• **DIRECTIONS**
**a)** Pick out every line in the records that contains the string "sign" and copy each one unchanged.
**b)** Extend the Fashion-MNIST exercise notebook beyond its final line, picking up where it stops.

• **READING PASSAGE**
--- begin ---

Please provide solutions to all exercises below and send me all notebooks by **31st of May 2024**.

***

## Part I: Fashion-MNIST label prediction

In the classes, we have worked with the MNIST benchmark dataset of 70'000 images 
(usually 28 x 28 pixels) of hand-written digits. Zalando Research provides a similar
but more challenging dataset with their [Fashion-MNIST](https://github.com/zalandoresearch/fashion-mnist)
dataset of 70'000 images (28 x 28 pixels) of different fashion items belonging to the 
following ten classes:

In [None]:
fashion_labels = {0: 'T-shirt',
                  1: 'Trouser',
                  2: 'Pullover',
                  3: 'Dress',
                  4: 'Coat',
                  5: 'Sandal',
                  6: 'Shirt',
                  7: 'Sneaker',
                  8: 'Bag',
                  9: 'Ankle boot'}

In order to load the dataset, let us define the following function

In [None]:
import os
import gzip
import numpy as np

os.makedirs('output', exist_ok=True)

--- end ---

• **DATA LINES**
--- begin ---

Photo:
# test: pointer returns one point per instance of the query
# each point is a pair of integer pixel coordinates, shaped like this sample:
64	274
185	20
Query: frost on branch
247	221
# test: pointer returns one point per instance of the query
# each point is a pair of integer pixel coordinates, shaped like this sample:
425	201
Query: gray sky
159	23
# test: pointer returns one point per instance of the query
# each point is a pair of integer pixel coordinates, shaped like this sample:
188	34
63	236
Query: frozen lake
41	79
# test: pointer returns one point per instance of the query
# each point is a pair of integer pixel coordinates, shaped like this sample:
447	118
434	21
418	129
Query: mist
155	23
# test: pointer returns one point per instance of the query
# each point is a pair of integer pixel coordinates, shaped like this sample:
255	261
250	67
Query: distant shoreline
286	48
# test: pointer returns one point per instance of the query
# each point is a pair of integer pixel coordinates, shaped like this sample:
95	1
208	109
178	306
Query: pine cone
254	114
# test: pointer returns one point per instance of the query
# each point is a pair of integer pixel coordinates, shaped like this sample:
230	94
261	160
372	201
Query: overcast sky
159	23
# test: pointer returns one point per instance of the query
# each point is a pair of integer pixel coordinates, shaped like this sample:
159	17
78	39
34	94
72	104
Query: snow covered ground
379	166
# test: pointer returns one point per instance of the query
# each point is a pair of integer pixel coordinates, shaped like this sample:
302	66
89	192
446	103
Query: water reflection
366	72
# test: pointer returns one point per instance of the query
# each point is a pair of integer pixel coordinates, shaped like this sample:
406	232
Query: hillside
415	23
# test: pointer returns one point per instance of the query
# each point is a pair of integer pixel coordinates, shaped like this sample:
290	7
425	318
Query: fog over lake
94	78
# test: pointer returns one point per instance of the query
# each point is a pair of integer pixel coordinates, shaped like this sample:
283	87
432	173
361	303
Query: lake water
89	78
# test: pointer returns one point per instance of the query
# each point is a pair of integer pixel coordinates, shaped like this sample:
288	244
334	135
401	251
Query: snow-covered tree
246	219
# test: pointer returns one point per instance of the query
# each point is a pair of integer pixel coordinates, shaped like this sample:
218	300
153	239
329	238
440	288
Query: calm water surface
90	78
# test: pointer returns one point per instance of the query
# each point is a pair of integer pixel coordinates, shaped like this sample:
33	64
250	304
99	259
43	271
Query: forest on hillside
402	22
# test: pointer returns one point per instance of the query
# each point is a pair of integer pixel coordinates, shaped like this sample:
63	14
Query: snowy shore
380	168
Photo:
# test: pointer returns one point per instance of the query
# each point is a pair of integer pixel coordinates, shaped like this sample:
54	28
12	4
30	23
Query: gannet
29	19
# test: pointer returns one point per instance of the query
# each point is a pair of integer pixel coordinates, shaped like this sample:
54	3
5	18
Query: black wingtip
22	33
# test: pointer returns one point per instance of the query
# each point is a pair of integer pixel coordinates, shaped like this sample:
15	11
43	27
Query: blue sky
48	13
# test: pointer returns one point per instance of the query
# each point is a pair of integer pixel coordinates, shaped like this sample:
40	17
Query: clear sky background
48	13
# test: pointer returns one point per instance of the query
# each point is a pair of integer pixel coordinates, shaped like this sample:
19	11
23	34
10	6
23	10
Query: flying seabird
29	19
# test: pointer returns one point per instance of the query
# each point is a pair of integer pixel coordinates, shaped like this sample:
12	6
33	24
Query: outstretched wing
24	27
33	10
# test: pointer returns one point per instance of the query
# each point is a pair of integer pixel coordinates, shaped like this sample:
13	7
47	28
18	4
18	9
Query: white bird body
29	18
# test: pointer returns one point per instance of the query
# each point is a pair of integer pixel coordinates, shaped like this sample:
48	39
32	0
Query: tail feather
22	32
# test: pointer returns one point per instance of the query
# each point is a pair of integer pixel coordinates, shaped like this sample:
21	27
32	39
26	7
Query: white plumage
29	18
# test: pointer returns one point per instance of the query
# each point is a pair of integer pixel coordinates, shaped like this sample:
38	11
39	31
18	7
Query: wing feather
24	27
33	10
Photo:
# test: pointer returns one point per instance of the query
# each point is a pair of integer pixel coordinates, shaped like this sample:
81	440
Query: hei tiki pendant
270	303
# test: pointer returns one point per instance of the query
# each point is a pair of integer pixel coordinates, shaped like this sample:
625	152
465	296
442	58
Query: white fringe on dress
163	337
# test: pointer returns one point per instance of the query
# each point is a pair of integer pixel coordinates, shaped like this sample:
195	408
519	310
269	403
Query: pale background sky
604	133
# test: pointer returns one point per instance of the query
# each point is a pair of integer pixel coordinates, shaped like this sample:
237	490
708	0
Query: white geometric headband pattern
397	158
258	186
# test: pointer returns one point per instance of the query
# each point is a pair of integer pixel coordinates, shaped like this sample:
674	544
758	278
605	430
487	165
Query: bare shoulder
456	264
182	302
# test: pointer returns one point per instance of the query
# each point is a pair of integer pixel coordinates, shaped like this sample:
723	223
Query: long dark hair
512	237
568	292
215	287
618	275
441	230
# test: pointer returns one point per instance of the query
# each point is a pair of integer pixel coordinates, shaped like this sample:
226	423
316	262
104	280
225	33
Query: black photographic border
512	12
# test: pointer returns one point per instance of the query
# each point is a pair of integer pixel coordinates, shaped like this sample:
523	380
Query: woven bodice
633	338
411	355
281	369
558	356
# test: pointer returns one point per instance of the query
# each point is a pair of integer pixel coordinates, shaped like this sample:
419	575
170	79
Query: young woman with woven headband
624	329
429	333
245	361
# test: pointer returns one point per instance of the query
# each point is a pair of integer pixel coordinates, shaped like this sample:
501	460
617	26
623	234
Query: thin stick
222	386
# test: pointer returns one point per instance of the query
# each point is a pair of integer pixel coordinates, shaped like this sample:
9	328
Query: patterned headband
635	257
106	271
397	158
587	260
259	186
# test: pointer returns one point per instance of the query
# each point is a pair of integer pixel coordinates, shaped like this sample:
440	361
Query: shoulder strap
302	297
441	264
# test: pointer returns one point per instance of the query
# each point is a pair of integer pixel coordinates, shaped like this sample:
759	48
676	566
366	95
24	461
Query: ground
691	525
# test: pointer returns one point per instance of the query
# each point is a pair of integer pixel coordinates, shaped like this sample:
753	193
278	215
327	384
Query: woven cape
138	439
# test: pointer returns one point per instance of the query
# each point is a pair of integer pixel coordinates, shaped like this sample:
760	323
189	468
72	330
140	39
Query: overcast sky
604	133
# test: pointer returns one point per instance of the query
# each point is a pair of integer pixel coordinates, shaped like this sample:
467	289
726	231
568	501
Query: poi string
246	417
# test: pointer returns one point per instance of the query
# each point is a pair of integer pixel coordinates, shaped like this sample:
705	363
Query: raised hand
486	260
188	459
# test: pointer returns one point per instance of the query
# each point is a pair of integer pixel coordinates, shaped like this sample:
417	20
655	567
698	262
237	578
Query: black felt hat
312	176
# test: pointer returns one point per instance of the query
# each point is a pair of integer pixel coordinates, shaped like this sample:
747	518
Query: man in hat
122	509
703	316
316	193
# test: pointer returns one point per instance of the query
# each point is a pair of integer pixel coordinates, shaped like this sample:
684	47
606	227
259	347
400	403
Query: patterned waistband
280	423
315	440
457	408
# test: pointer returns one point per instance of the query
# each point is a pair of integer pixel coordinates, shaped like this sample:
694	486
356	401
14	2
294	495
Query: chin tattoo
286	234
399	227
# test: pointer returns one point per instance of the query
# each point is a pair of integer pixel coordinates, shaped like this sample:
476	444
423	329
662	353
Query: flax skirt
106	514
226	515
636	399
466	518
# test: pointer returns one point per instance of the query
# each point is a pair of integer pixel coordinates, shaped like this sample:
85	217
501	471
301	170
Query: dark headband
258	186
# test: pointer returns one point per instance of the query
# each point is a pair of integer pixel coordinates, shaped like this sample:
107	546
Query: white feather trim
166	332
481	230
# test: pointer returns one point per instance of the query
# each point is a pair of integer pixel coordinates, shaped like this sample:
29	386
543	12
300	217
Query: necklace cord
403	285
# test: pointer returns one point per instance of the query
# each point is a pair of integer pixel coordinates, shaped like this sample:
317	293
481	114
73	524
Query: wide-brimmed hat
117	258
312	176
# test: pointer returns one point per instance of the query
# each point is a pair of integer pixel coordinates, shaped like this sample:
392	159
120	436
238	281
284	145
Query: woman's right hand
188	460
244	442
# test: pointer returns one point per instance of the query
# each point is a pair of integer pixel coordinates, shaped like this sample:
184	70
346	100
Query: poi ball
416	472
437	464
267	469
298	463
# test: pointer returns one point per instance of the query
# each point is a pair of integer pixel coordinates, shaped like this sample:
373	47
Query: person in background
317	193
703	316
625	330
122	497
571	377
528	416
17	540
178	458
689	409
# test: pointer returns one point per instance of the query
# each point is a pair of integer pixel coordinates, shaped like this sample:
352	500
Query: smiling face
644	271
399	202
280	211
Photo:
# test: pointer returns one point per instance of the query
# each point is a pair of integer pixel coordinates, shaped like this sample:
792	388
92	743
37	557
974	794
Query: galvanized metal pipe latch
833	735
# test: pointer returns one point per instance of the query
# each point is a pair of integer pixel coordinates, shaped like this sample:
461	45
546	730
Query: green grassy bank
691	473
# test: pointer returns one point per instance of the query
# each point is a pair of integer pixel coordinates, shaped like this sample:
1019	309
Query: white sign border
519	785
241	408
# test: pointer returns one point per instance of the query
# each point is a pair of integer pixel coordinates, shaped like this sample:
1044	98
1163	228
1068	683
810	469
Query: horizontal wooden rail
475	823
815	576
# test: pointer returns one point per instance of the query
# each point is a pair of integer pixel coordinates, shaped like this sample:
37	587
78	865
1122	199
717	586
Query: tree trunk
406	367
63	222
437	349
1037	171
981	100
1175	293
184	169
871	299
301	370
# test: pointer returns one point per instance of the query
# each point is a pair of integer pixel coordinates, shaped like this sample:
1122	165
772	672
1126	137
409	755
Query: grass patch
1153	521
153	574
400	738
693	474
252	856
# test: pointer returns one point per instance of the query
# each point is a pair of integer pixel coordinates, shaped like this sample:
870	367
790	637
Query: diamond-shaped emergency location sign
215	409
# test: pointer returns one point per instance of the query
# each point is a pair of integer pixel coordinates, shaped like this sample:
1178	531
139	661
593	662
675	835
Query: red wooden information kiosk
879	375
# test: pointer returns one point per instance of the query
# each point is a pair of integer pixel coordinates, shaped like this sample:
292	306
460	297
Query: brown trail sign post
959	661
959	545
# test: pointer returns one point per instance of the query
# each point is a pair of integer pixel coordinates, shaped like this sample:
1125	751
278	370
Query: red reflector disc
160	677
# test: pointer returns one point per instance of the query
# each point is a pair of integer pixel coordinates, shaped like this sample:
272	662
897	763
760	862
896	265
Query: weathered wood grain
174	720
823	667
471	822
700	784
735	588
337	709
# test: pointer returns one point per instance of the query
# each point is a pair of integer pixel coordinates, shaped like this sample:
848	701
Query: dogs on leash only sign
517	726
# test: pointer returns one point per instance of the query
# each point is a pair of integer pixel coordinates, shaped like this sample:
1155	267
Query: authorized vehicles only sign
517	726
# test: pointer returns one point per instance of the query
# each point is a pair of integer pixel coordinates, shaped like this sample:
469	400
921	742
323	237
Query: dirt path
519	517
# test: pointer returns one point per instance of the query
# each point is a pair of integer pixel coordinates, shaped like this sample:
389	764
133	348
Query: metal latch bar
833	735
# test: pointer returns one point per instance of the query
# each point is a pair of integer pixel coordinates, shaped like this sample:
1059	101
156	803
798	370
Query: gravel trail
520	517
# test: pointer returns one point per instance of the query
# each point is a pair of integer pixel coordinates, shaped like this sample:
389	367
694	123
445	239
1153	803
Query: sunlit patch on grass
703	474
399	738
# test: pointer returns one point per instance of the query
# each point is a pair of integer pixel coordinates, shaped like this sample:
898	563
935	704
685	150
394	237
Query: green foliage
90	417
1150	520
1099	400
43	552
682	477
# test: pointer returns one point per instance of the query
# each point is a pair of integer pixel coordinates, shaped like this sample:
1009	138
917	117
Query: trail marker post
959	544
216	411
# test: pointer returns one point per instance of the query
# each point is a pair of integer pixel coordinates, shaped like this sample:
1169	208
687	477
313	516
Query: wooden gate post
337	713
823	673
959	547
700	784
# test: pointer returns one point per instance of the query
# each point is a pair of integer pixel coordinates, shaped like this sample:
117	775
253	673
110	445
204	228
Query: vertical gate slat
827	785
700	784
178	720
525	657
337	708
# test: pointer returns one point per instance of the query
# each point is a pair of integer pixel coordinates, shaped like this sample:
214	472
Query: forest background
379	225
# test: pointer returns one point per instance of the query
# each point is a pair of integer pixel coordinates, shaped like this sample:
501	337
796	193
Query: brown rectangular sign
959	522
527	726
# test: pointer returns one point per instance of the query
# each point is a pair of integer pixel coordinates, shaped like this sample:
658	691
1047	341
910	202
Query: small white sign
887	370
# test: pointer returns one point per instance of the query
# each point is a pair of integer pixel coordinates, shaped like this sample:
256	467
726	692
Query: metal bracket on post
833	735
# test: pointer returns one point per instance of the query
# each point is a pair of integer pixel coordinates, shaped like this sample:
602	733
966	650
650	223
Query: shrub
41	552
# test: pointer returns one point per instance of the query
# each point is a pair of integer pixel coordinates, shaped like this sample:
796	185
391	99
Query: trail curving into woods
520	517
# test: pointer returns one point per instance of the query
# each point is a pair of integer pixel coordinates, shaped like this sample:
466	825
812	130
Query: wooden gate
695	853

--- end ---

• **PER-TASK OUTPUTS**
**a)**
Query: white sign border
Query: diamond-shaped emergency location sign
Query: brown trail sign post
Query: dogs on leash only sign
Query: authorized vehicles only sign
Query: brown rectangular sign
Query: small white sign

**b)**
def load_fashion_mnist(path, kind='train'):
    labels_path = os.path.join(path,
                               f'Fashion-MNIST_{kind}-labels.gz'
                              )
    images_path = os.path.join(path,
                               f'Fashion-MNIST_{kind}-images.gz'
                               )

    with gzip.open(labels_path, 'rb') as lbpath:
        labels = np.frombuffer(lbpath.read(), dtype=np.uint8,
                               offset=8)

    with gzip.open(images_path, 'rb') as imgpath:
        images = np.frombuffer(imgpath.read(), dtype=np.uint8,
                               offset=16).reshape(len(labels), 28, 28, 1)

    return images.astype(np.float32), labels.astype(np.float32)

and load the dataset in the following cell:

In [None]:
img_train, label_train = load_fashion_mnist(path='data', kind='train')
img_test, label_test = load_fashion_mnist(path='data', kind='test')

print(f"img_train.shape:\t{img_train.shape}")
print(f"label_train.shape:\t{label_train.shape}")
print(f"img_test.shape:\t\t{img_test.shape}")
print(f"label_test.shape:\t{label_test.shape}")

### Exercise I.1

First, let's get a feeling for the dataset. 

* Visualise the first 20 images of the **test set**. Plot all images as subplots in one big figure with four rows and five columns.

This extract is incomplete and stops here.